Please reproduce every one of the rows below verbatim, line by line and in the same order.

==== Data records

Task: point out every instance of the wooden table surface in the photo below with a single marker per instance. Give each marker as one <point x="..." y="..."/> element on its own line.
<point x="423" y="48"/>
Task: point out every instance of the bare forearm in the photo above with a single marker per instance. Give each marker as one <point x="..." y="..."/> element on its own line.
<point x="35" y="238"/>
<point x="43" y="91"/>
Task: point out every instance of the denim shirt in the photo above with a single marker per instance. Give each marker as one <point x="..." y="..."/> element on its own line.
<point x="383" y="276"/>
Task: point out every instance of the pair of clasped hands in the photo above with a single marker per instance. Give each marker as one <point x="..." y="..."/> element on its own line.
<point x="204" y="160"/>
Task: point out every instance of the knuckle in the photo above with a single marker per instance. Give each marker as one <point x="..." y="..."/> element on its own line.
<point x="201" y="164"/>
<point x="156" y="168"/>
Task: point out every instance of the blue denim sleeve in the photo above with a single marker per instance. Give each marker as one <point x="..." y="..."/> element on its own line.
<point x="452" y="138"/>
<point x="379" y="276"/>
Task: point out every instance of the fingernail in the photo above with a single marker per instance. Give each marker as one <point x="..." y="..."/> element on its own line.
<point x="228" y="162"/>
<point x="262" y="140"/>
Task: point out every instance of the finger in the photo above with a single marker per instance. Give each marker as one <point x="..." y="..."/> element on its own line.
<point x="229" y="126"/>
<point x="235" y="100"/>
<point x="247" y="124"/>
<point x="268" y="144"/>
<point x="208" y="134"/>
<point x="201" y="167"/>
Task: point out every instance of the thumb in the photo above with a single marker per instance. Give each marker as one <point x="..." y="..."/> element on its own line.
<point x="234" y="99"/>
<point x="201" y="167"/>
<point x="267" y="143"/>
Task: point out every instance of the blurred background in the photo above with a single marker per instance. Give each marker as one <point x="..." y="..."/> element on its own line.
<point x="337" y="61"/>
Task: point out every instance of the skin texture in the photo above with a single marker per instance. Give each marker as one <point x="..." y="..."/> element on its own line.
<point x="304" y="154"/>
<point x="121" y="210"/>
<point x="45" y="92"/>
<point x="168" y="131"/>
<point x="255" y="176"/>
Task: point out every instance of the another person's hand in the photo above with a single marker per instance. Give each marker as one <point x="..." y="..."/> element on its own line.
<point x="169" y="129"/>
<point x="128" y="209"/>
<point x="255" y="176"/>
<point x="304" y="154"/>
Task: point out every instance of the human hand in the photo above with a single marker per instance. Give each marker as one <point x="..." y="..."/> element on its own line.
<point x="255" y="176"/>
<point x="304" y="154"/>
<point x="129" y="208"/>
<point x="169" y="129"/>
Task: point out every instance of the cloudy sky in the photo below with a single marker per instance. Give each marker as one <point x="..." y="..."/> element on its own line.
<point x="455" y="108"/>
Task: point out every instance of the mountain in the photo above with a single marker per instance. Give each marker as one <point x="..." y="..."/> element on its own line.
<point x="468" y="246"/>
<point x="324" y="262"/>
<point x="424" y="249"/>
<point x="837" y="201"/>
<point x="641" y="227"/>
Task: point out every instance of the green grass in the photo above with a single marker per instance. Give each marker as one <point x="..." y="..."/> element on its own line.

========

* Exercise solution *
Task: point out every instance of the wooden table surface in the photo below with a single marker per instance. Give each marker as one <point x="..." y="..."/> element on its own line.
<point x="423" y="48"/>
Task: point out every instance of the bare forearm in the photo above with a single marker per instance. Give each marker as one <point x="..." y="..."/> element on its own line.
<point x="35" y="238"/>
<point x="43" y="91"/>
Task: point out every instance of the denim shirt in the photo above with a single marker per instance. Give each marker as one <point x="..." y="..."/> element on its own line.
<point x="383" y="276"/>
Task: point out every instance of the pair of clasped hands in the photo above with a single marker per instance. Give each marker as one <point x="..." y="..."/> element on its own line.
<point x="204" y="160"/>
Task: point out every instance of the knuckle in the photo above with a single marker per instance. Give each marker as one <point x="..." y="..."/> element on its own line.
<point x="201" y="164"/>
<point x="156" y="168"/>
Task: point out every instance of the blue denim sleeve in the photo above with a single marker per instance. Give each marker as one <point x="..." y="..."/> element on its own line.
<point x="452" y="138"/>
<point x="379" y="276"/>
Task: point out every instance of the fingernail in the photo above with a single marker per instance. Give each marker as one <point x="..." y="..."/> element on its own line.
<point x="228" y="162"/>
<point x="262" y="140"/>
Task: point out every instance of the finger in the photo above with a single marker per instance. Give each marker as one <point x="..." y="..."/> element on its own line.
<point x="229" y="126"/>
<point x="235" y="100"/>
<point x="247" y="124"/>
<point x="268" y="144"/>
<point x="208" y="134"/>
<point x="201" y="167"/>
Task: point out every instance of the thumb in the photo above with a single marker per instance. Give each marker as one <point x="..." y="..."/> element on its own line.
<point x="234" y="99"/>
<point x="201" y="167"/>
<point x="267" y="143"/>
Task: point out every instance of the blurred background in the photo above with a single marker per instance. Give each marker as one <point x="..." y="..."/> element on its own line.
<point x="337" y="61"/>
Task: point out every instance of the skin texture in the photo above with a single marker per instance. Give each marker as one <point x="..." y="..."/> element on its own line.
<point x="304" y="154"/>
<point x="121" y="210"/>
<point x="45" y="92"/>
<point x="168" y="131"/>
<point x="255" y="176"/>
Task: point out every instance of the another person's hand in the photo above with a single marker per instance. Give each marker as one <point x="..." y="..."/> element on its own line.
<point x="169" y="129"/>
<point x="128" y="209"/>
<point x="255" y="176"/>
<point x="304" y="154"/>
Task: point out every instance of the human hand in the photo above with a single marker per instance. Give each marker as one <point x="..." y="..."/> element on its own line.
<point x="255" y="176"/>
<point x="304" y="154"/>
<point x="129" y="208"/>
<point x="169" y="129"/>
Task: point out every instance of the cloudy sky in the photo below with a single marker per instance. Give each marker as one <point x="..." y="..."/> element on its own line.
<point x="455" y="108"/>
Task: point out every instance of the mountain in the photo above with a single marker per instance. Give each marker as one <point x="..." y="..."/> element on its own line.
<point x="468" y="246"/>
<point x="324" y="262"/>
<point x="424" y="249"/>
<point x="837" y="201"/>
<point x="641" y="227"/>
Task: point out every instance of the green grass in the photo above with a single marker per instance. Give each marker as one <point x="..." y="..."/> element on its own line.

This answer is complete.